◆ TASK INSTRUCTIONS
The following data has a line with "positive clicks: (163, 138)" and a line with "box: [152, 27, 195, 150]". Write out exactly those lines and all the lines between them.

◆ DATA EXTRACT
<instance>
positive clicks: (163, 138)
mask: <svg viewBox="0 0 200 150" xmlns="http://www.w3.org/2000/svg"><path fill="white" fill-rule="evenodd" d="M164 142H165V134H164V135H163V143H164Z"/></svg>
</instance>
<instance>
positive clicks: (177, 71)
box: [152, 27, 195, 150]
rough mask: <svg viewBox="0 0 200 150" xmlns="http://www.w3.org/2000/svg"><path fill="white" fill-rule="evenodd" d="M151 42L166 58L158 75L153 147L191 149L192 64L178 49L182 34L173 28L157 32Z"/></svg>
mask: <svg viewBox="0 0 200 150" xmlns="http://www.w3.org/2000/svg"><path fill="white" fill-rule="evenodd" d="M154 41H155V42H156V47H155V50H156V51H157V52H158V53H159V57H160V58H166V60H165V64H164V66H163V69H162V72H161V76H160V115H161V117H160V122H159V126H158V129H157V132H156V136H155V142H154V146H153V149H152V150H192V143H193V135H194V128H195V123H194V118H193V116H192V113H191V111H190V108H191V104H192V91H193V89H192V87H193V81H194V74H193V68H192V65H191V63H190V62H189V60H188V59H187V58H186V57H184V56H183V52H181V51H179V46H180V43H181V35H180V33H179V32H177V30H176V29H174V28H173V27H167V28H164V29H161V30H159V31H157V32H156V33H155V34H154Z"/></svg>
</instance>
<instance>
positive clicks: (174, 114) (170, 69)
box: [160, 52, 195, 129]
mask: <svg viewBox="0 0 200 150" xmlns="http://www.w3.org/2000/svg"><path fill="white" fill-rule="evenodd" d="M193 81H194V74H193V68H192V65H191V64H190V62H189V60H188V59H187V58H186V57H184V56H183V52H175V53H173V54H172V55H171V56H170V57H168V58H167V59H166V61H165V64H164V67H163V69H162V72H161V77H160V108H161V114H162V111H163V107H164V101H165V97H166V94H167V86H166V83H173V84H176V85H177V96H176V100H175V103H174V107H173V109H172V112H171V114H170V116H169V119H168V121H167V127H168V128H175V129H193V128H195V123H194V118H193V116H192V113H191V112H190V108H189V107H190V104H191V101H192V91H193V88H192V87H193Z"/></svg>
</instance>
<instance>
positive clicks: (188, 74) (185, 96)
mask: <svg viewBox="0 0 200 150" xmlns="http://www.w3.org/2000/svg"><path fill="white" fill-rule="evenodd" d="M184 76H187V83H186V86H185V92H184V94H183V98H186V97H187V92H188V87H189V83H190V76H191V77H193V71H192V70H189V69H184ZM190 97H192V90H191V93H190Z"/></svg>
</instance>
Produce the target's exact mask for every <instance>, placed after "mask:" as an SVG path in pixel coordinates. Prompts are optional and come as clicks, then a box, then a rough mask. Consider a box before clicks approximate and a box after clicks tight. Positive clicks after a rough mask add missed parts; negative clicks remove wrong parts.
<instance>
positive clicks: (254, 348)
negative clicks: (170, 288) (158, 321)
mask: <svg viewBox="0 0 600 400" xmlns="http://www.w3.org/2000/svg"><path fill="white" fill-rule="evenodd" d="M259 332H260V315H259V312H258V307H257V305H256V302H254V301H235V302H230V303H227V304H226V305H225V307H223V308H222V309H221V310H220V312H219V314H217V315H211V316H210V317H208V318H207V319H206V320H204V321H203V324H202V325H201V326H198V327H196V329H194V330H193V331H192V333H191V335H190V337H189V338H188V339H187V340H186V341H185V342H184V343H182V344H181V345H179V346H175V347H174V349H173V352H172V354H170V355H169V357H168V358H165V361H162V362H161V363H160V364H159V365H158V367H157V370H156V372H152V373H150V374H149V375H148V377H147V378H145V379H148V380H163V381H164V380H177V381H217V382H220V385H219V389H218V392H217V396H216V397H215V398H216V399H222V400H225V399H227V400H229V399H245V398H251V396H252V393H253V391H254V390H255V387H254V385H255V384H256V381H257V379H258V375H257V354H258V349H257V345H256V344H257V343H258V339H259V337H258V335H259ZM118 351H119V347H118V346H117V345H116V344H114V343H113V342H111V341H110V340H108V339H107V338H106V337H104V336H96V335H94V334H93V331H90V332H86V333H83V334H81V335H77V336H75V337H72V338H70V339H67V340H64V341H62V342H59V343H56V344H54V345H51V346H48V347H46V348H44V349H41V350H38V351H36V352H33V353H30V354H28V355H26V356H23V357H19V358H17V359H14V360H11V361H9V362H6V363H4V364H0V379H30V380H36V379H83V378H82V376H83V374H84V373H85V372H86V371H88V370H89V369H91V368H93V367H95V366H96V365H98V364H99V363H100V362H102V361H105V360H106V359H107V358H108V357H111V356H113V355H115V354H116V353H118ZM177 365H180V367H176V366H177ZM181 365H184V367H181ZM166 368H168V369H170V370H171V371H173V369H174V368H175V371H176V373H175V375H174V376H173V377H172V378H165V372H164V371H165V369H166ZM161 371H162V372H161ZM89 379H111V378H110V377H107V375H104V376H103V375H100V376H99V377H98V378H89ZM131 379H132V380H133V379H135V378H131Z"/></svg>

* * *

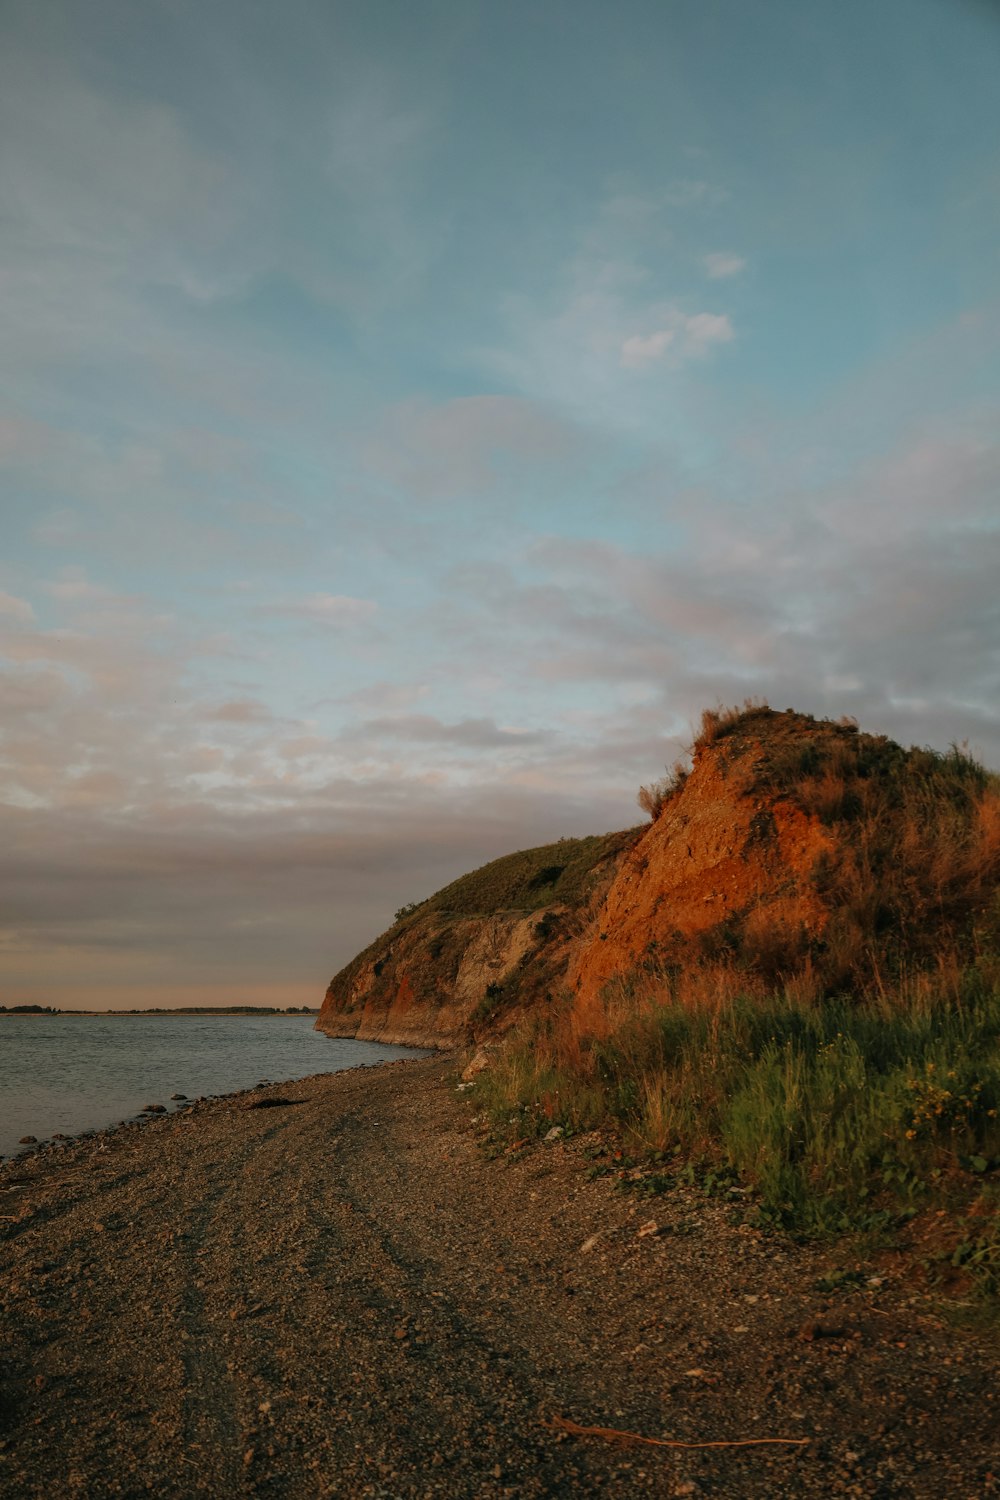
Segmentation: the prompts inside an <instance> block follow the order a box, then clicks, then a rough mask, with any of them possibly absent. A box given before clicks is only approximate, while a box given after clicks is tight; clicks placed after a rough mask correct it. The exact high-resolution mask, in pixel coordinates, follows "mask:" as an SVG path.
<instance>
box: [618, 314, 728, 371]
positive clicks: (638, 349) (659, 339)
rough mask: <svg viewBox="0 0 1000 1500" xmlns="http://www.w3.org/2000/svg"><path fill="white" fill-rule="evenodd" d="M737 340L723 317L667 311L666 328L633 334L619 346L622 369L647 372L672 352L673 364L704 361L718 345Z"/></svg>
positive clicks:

---

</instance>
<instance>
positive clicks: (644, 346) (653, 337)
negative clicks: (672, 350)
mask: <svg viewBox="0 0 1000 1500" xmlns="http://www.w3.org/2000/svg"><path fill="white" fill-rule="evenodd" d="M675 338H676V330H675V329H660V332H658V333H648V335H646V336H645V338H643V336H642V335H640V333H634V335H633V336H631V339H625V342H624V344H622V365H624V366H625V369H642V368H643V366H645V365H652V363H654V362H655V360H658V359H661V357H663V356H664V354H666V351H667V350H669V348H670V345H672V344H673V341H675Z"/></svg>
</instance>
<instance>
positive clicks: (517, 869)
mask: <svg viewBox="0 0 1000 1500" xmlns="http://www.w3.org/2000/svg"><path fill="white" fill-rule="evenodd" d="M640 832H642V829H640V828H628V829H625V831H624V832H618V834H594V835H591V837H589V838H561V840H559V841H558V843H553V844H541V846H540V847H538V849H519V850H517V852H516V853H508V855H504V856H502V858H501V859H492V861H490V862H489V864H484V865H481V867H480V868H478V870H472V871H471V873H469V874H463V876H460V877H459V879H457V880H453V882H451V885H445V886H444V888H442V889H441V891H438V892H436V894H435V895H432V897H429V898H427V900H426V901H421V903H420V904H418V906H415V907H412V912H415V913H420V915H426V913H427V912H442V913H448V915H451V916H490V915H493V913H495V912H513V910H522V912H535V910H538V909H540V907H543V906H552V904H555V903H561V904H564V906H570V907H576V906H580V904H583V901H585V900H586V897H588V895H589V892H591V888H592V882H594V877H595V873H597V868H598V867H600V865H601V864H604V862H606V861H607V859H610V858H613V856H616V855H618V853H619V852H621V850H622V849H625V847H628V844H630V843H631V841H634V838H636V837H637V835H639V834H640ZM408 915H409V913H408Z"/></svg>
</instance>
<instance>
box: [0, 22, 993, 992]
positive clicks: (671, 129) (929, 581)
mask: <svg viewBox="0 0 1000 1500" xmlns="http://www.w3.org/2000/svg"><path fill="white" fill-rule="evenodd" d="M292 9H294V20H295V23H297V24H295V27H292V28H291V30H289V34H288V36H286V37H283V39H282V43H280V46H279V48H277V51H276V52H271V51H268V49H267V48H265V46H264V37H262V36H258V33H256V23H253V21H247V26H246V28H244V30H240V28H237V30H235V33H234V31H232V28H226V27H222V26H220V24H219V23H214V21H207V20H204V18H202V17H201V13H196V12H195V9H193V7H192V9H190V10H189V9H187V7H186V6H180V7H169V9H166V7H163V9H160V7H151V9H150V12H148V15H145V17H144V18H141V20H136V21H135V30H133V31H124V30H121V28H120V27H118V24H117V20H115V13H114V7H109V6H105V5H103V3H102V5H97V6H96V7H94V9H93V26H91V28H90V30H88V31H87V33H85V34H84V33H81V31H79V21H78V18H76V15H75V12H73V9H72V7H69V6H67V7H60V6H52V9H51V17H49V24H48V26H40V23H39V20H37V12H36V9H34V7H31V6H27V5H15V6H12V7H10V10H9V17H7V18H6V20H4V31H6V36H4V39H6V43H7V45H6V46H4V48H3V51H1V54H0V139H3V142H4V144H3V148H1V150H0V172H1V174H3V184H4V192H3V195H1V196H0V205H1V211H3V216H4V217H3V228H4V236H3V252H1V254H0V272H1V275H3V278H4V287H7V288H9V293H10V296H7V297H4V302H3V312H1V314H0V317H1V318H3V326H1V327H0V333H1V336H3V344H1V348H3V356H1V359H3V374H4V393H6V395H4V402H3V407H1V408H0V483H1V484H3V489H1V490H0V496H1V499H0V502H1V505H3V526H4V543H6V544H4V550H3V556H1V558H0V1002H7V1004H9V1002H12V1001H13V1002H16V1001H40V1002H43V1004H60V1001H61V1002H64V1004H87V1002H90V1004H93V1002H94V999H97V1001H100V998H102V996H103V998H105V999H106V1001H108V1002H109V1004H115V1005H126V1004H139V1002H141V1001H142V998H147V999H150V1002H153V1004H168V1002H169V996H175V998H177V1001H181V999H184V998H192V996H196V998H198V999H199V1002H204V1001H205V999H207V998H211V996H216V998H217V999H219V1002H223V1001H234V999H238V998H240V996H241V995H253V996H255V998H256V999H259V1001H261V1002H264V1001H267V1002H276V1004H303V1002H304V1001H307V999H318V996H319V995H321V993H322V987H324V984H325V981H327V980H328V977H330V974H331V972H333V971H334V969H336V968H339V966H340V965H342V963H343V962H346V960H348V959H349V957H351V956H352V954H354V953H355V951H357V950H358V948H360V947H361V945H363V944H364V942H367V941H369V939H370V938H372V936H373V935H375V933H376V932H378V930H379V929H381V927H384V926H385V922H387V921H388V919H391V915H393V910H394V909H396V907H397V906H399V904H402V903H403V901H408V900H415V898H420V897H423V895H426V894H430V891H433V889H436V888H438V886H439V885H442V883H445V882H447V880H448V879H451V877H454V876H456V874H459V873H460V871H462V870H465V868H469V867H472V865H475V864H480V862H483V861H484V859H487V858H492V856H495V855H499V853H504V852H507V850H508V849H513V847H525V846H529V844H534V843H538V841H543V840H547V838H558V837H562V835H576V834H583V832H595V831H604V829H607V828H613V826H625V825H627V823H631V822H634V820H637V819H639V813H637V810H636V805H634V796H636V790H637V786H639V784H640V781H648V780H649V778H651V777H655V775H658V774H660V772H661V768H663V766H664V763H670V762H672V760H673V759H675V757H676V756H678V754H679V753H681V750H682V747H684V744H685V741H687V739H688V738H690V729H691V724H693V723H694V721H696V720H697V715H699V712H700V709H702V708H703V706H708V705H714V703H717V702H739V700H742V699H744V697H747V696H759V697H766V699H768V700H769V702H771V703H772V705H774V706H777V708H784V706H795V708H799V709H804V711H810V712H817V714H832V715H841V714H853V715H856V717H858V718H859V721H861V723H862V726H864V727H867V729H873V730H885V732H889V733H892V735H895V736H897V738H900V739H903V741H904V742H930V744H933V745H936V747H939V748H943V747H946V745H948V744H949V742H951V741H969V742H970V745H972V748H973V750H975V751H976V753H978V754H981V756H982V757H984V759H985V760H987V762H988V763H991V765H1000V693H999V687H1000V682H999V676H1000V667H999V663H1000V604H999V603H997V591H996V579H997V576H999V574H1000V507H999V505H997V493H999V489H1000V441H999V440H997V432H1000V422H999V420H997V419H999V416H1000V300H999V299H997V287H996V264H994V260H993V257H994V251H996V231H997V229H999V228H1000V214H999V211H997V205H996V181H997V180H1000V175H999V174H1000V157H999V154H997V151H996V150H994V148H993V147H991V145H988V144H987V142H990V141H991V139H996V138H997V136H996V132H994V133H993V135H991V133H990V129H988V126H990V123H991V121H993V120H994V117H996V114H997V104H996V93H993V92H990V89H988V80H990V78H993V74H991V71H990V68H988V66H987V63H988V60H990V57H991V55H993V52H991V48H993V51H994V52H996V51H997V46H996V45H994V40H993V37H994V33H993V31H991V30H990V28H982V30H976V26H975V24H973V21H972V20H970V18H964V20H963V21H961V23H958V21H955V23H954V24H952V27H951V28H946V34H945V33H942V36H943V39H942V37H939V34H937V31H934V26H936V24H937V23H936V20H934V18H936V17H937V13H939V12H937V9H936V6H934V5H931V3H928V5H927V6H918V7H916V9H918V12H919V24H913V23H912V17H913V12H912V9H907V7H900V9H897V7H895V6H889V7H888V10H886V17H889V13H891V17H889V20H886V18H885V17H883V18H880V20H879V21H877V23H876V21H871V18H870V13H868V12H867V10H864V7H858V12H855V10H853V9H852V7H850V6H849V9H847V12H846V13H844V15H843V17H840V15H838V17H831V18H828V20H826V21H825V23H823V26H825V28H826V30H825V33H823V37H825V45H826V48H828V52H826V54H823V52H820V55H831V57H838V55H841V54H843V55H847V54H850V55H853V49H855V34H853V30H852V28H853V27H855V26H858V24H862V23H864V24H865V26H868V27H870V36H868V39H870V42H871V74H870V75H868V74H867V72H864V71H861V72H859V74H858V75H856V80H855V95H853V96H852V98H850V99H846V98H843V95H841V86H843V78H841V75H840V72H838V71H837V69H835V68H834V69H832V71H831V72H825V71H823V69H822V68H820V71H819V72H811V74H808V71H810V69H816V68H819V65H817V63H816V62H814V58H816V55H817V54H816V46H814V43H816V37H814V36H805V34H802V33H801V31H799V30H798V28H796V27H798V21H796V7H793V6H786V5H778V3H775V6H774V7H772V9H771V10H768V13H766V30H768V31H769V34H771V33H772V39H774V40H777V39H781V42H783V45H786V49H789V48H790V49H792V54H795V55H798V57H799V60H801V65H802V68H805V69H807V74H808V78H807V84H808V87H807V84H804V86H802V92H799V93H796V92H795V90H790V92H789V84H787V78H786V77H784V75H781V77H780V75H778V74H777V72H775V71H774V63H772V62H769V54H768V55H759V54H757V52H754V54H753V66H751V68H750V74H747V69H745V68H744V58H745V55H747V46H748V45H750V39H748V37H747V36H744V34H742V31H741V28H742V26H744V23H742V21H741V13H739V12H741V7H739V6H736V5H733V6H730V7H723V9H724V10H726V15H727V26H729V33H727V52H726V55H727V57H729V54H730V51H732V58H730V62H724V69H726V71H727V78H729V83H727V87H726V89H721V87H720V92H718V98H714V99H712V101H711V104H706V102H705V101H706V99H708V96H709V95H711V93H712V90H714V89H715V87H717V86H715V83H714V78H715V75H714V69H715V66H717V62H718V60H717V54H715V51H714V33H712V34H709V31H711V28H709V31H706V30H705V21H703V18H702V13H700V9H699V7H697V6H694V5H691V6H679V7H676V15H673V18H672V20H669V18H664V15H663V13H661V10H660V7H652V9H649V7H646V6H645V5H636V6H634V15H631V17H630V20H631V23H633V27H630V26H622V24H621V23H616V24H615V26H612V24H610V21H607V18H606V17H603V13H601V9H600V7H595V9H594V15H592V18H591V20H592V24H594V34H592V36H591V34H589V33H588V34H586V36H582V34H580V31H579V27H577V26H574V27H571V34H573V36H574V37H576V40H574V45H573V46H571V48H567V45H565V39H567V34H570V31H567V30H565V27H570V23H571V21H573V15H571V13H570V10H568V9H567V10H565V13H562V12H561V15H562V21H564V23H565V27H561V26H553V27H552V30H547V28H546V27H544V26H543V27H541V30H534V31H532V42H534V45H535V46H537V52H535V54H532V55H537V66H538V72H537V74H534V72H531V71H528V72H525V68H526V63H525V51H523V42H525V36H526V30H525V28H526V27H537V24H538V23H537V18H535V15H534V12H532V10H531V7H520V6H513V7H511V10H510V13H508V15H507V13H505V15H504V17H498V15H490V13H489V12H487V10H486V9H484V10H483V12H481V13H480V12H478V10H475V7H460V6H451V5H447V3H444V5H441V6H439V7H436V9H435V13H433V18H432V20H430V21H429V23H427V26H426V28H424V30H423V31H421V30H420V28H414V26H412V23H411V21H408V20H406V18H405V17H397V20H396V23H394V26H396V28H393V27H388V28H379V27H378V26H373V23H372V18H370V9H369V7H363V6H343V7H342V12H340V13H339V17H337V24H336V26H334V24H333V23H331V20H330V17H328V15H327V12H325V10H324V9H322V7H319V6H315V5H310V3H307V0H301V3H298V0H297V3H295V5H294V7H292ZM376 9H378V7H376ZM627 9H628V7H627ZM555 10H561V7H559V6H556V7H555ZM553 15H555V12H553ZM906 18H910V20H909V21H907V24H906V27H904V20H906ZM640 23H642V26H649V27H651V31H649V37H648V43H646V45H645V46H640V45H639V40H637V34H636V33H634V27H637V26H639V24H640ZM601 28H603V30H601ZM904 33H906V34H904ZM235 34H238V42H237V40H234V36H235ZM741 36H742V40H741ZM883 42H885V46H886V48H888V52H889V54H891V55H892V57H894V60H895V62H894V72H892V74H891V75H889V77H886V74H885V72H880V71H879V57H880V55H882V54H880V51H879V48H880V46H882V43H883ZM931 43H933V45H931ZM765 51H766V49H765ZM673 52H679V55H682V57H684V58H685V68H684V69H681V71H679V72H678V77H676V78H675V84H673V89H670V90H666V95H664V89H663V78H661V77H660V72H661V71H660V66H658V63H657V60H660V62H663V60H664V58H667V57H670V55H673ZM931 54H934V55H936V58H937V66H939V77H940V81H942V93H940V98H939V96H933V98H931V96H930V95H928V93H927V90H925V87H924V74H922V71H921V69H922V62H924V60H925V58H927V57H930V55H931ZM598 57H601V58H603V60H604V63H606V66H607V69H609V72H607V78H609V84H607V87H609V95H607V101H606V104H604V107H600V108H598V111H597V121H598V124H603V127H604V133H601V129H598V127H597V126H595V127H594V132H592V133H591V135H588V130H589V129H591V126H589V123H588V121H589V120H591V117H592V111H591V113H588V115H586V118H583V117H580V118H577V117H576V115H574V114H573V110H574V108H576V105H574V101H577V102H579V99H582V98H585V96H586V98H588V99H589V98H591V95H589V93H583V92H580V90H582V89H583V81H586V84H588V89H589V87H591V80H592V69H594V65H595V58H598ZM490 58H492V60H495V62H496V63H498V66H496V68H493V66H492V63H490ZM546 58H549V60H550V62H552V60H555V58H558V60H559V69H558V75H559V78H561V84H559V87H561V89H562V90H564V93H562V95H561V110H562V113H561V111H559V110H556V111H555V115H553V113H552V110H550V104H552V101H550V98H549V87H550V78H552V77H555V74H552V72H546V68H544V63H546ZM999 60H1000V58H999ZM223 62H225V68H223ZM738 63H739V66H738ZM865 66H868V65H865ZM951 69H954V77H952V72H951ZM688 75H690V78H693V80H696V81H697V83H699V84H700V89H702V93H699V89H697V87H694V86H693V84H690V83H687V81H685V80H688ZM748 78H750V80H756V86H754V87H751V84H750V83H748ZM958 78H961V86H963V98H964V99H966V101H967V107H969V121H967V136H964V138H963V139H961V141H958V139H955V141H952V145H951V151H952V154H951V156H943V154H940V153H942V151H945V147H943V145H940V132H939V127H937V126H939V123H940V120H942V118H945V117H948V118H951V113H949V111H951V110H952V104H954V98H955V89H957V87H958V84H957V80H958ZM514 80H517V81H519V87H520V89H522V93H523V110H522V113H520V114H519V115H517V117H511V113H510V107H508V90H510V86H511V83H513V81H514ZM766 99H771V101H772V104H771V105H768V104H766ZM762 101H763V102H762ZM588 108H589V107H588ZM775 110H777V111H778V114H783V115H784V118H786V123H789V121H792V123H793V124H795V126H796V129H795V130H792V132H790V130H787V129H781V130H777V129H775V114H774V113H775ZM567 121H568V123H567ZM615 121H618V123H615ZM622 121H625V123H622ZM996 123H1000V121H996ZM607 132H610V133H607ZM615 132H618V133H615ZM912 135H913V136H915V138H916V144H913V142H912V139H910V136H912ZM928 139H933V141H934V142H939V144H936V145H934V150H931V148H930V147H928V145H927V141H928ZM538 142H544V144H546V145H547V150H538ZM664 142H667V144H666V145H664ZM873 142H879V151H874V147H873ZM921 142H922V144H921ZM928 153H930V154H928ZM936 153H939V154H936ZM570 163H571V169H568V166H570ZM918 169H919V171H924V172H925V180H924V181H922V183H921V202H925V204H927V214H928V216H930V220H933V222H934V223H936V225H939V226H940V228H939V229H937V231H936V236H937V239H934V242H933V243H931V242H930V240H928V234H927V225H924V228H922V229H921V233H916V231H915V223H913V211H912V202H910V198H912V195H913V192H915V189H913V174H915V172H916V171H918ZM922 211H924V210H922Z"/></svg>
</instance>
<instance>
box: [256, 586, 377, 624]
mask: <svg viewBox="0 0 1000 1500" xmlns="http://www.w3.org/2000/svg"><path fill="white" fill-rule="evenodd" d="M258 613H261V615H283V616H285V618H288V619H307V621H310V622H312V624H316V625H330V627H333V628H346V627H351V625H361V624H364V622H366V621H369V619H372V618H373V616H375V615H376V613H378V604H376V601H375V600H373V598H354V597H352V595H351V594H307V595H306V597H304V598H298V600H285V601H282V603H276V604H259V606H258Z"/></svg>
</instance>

◆ RESPONSE TO THE TASK
positive clicks: (163, 138)
mask: <svg viewBox="0 0 200 150" xmlns="http://www.w3.org/2000/svg"><path fill="white" fill-rule="evenodd" d="M164 142H165V134H164V135H163V143H164Z"/></svg>
</instance>
<instance>
positive clicks: (177, 71)
box: [152, 27, 195, 150]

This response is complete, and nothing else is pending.